[[ Data records open ]]
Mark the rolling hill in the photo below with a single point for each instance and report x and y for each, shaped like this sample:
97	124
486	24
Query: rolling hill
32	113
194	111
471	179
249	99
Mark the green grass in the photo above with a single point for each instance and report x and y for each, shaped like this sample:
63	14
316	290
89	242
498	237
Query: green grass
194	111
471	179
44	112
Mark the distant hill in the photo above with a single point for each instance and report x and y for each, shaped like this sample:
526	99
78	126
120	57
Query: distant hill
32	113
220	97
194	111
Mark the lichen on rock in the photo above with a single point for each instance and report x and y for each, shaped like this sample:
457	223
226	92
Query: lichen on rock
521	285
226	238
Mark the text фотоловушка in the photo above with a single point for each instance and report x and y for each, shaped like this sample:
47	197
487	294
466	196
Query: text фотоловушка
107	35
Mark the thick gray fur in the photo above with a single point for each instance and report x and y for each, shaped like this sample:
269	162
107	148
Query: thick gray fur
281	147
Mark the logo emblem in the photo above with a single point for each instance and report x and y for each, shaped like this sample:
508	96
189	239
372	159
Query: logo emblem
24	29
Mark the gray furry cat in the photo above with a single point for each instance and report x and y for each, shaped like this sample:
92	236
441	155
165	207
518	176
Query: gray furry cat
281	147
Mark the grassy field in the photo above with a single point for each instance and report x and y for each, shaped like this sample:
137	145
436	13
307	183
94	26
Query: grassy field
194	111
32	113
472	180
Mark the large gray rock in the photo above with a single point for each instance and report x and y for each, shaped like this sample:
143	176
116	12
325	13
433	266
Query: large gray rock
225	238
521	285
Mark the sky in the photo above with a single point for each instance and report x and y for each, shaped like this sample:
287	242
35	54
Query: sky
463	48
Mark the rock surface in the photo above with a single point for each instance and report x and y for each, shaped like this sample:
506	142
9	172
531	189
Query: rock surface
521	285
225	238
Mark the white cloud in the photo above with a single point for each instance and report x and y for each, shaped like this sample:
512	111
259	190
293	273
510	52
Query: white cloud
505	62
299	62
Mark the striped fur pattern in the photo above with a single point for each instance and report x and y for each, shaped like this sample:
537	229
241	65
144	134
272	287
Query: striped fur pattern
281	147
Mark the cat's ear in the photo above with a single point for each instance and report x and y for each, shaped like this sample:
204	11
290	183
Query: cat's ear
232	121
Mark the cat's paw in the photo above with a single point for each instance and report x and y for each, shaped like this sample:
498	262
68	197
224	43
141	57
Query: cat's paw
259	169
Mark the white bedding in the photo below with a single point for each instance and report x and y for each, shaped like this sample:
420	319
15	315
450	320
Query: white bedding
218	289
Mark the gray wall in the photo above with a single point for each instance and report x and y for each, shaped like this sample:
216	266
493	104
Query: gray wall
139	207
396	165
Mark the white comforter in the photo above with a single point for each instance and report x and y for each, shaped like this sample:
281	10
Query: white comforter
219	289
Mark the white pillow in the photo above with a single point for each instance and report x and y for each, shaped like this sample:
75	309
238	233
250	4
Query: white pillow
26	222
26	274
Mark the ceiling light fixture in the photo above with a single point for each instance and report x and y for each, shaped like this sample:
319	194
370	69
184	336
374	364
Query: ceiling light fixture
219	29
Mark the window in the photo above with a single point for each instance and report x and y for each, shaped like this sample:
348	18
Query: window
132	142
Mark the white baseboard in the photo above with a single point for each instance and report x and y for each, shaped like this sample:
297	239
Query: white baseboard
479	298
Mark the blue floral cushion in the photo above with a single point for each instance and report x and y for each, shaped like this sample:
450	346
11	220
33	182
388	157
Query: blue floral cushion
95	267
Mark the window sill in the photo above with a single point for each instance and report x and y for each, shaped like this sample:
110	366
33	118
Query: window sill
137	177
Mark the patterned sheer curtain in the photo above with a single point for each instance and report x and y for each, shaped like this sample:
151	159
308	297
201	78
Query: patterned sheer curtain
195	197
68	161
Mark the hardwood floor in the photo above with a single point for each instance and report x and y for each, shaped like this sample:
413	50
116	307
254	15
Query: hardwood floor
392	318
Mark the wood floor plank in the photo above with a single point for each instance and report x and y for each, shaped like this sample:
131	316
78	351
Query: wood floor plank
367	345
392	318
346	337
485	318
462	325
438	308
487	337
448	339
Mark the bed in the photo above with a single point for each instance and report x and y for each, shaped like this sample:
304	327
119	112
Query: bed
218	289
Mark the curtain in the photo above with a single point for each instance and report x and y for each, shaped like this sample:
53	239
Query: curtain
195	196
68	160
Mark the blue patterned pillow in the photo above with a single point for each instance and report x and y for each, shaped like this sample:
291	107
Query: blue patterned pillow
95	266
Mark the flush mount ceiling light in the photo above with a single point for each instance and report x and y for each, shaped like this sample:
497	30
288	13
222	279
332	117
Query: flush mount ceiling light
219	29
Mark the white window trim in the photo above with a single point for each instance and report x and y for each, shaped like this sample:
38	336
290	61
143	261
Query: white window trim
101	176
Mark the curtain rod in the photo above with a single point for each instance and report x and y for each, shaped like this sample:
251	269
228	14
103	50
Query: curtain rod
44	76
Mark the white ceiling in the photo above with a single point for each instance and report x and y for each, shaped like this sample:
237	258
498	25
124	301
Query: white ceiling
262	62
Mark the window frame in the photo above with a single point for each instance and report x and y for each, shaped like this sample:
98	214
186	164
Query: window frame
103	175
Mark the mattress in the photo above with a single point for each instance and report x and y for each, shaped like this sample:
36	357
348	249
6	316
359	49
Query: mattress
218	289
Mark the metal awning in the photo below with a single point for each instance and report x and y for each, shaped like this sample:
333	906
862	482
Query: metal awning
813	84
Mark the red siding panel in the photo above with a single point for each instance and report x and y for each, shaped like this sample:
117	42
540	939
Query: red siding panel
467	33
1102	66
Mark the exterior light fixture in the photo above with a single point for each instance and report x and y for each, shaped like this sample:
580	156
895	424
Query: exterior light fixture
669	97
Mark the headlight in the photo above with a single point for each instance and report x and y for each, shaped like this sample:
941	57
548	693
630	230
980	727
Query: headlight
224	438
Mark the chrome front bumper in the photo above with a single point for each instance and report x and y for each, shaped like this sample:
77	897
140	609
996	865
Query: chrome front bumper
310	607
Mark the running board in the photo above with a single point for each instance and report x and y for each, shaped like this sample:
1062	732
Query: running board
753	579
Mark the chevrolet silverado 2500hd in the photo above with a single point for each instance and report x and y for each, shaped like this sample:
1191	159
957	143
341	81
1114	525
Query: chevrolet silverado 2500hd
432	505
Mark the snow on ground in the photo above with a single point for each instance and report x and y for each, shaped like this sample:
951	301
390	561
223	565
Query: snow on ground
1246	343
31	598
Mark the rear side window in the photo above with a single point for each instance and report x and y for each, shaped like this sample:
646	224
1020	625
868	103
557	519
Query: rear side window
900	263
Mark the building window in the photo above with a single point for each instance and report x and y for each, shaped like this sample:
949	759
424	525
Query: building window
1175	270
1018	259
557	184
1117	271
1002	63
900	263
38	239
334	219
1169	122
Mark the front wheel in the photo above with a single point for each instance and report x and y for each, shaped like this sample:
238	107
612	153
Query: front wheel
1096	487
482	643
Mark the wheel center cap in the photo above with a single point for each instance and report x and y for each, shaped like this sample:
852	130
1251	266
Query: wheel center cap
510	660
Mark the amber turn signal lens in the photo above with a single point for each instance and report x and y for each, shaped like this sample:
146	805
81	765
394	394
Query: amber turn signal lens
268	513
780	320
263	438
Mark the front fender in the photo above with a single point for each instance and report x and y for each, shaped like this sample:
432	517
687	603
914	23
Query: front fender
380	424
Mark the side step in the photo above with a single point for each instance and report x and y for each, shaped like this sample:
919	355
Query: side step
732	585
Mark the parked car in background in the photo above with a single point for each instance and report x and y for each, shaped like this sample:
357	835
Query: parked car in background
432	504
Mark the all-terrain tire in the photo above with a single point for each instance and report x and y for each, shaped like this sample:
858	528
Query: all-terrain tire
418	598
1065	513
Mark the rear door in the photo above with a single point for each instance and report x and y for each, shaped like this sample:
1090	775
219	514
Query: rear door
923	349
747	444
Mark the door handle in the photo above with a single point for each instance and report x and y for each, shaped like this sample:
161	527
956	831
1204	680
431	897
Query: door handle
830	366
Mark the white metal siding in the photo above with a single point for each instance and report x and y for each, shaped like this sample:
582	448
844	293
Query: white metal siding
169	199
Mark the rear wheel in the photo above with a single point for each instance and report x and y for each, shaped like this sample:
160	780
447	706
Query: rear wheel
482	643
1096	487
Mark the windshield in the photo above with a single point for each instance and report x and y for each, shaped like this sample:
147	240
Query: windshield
[[ Data records closed ]]
Problem details: Search the listing for "windshield" and show every line where it occurs.

Solution for this problem:
Mark the windshield in the photo above with a single point for each instance and report x and y for each, shaped like this sample:
Query: windshield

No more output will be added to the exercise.